- Problem details -
Output every line of the entries from the line containing "Might I ask you to indicate the orange" through the last, exactly, with no other content.

Position identification records
━━━━━━━━━━
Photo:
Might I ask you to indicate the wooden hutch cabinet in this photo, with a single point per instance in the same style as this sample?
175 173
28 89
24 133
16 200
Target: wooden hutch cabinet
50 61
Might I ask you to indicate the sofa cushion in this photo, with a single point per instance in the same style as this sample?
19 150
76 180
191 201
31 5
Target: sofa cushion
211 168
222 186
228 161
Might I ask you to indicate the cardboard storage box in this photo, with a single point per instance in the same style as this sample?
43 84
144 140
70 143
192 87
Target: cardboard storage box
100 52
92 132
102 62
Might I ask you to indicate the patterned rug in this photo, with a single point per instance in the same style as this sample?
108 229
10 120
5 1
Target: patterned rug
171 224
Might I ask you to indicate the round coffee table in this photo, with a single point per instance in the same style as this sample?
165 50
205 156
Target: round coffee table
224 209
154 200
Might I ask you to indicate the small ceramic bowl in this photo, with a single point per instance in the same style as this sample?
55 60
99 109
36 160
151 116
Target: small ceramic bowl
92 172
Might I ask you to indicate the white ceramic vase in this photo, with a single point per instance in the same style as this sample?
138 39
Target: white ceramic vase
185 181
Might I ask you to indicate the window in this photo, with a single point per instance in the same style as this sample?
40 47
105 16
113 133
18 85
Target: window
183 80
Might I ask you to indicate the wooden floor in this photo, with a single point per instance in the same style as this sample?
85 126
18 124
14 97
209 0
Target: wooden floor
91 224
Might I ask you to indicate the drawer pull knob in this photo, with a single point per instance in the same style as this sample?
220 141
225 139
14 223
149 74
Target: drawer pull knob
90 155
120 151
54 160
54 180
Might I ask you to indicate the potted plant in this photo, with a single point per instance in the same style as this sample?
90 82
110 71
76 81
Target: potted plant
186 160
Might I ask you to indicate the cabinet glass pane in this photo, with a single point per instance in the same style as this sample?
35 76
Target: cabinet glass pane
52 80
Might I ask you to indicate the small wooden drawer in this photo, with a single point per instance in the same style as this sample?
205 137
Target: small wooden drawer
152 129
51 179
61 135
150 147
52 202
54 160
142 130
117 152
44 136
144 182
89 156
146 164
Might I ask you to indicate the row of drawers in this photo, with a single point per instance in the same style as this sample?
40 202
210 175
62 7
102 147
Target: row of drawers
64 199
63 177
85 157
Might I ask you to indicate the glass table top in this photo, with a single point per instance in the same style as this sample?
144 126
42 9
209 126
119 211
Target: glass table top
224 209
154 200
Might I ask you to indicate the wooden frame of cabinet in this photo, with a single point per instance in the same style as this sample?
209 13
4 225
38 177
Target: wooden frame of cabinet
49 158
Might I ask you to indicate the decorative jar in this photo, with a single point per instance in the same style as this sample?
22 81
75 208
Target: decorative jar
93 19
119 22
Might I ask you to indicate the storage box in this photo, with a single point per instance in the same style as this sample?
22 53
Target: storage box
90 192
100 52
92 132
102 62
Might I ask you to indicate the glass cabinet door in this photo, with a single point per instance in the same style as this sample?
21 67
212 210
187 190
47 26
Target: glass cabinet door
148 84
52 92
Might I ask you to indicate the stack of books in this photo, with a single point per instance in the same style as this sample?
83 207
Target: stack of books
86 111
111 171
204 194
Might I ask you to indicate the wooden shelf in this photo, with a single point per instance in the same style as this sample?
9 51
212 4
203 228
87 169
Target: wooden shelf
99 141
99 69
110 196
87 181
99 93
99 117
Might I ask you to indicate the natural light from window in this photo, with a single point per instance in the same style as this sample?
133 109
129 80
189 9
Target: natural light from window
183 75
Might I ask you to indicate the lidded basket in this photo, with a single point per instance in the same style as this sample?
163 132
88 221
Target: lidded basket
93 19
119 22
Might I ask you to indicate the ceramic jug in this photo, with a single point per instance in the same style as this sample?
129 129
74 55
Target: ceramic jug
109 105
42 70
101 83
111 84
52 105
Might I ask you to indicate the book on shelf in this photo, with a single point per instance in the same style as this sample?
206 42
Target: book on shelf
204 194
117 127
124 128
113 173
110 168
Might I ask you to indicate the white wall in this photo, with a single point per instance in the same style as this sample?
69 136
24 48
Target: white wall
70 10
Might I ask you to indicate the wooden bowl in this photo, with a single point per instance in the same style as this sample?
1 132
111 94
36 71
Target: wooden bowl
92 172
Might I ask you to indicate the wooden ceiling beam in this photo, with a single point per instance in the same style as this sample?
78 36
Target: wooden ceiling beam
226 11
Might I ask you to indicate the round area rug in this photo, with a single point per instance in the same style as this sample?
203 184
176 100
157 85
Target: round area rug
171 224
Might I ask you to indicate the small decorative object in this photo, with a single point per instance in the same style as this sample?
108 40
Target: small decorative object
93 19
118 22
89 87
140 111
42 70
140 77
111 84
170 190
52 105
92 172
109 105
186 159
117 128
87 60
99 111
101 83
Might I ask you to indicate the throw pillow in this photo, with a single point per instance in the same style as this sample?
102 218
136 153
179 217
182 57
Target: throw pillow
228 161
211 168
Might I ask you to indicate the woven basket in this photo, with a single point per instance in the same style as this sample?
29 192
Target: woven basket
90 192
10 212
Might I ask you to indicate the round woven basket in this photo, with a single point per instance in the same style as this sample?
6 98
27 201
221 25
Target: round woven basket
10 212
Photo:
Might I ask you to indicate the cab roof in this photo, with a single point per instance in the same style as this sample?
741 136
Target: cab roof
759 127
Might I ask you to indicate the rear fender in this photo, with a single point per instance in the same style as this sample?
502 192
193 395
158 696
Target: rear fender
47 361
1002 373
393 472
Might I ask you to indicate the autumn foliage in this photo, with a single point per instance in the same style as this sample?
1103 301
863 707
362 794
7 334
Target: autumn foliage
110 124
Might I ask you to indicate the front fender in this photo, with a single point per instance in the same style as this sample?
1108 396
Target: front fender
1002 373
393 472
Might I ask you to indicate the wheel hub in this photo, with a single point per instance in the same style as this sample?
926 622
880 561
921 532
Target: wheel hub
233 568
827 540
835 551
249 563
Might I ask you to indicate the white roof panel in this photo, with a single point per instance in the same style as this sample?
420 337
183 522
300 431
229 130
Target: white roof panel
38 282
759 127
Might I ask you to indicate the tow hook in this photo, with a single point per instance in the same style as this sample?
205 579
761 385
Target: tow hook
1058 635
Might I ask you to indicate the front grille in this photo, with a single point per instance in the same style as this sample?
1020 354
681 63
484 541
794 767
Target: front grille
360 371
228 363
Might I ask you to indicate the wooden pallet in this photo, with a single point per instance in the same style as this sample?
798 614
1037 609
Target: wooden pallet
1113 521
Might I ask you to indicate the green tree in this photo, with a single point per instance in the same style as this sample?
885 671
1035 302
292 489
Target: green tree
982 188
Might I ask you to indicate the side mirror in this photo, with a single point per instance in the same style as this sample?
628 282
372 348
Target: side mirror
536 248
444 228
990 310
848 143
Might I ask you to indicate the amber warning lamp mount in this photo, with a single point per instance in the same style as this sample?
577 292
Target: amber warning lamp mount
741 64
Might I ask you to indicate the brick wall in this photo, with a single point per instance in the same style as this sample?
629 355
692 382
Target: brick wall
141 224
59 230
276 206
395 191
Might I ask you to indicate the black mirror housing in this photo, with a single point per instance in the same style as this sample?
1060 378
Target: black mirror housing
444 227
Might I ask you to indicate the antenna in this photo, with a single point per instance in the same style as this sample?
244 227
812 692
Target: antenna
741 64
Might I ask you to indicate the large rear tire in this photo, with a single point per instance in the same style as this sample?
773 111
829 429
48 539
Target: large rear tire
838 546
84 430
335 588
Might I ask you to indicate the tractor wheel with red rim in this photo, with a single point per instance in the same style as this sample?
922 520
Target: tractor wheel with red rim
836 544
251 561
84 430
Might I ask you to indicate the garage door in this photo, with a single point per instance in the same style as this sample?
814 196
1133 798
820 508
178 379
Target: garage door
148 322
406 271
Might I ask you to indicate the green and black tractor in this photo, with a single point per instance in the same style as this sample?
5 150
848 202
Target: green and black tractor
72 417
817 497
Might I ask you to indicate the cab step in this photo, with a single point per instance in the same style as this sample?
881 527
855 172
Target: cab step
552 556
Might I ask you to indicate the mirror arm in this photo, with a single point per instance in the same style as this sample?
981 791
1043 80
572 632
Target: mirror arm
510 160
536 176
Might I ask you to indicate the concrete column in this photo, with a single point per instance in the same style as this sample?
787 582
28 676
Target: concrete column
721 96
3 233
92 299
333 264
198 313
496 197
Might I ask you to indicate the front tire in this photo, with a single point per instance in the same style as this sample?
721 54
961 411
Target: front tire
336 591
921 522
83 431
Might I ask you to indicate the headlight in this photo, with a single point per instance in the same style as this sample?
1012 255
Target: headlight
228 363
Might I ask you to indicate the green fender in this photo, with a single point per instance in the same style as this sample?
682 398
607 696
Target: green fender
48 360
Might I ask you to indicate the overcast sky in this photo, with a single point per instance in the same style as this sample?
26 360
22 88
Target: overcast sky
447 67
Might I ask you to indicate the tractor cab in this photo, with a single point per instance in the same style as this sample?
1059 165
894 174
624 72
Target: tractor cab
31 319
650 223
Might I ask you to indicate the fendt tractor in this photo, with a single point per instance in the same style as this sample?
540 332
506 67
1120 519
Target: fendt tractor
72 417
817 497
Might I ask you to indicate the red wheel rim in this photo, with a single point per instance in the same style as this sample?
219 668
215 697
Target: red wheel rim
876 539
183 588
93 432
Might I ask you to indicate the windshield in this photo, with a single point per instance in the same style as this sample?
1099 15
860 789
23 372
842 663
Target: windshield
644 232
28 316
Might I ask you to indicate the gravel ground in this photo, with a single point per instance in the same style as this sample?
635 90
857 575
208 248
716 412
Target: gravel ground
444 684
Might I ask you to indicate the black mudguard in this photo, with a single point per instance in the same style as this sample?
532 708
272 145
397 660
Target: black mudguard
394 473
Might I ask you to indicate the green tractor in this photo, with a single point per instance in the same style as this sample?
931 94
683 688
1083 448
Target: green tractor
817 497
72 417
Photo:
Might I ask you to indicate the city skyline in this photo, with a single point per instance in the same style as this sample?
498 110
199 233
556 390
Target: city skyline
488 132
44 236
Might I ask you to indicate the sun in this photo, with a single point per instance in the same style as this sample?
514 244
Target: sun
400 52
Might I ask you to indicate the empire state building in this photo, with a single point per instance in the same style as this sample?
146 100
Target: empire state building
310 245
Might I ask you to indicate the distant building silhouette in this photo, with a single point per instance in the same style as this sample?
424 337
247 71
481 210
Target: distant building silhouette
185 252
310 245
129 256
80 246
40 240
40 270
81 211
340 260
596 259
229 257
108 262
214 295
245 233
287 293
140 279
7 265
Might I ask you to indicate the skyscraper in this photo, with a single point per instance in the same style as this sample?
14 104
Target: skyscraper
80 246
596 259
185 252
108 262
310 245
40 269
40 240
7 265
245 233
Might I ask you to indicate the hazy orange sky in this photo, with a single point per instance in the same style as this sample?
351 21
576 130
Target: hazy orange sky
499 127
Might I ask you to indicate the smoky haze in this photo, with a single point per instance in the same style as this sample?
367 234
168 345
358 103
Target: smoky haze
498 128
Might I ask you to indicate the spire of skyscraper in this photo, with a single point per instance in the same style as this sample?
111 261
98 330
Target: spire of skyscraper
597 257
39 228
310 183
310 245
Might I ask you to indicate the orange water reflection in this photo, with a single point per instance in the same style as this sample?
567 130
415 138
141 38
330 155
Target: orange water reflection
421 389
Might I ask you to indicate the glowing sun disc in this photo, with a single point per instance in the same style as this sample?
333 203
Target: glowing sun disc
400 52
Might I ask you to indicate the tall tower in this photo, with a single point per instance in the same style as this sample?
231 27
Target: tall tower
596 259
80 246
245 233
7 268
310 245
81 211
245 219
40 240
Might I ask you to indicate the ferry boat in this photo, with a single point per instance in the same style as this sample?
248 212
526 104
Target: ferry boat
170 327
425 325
━━━━━━━━━━
- Answer in full -
Might I ask you to indicate the orange water reflection in this photo, with a single point per instance in the same style as this sample?
567 130
415 138
141 38
330 155
Target: orange water reflection
421 389
Might I ask you to indicate the glowing sun disc in this photo, with a single point per instance in the same style as this sample?
333 203
Target: glowing sun disc
400 52
Might I ask you to indicate the tall tower in this photo, with a single point per instance in the same style as this sample?
231 27
Target: tall tower
596 259
80 246
245 233
7 268
310 245
81 211
245 219
40 240
Might I ask you to indicate the ferry boat in this photo, with a single point per instance in the same style as this sample?
248 212
526 104
Target: ferry boat
170 327
425 325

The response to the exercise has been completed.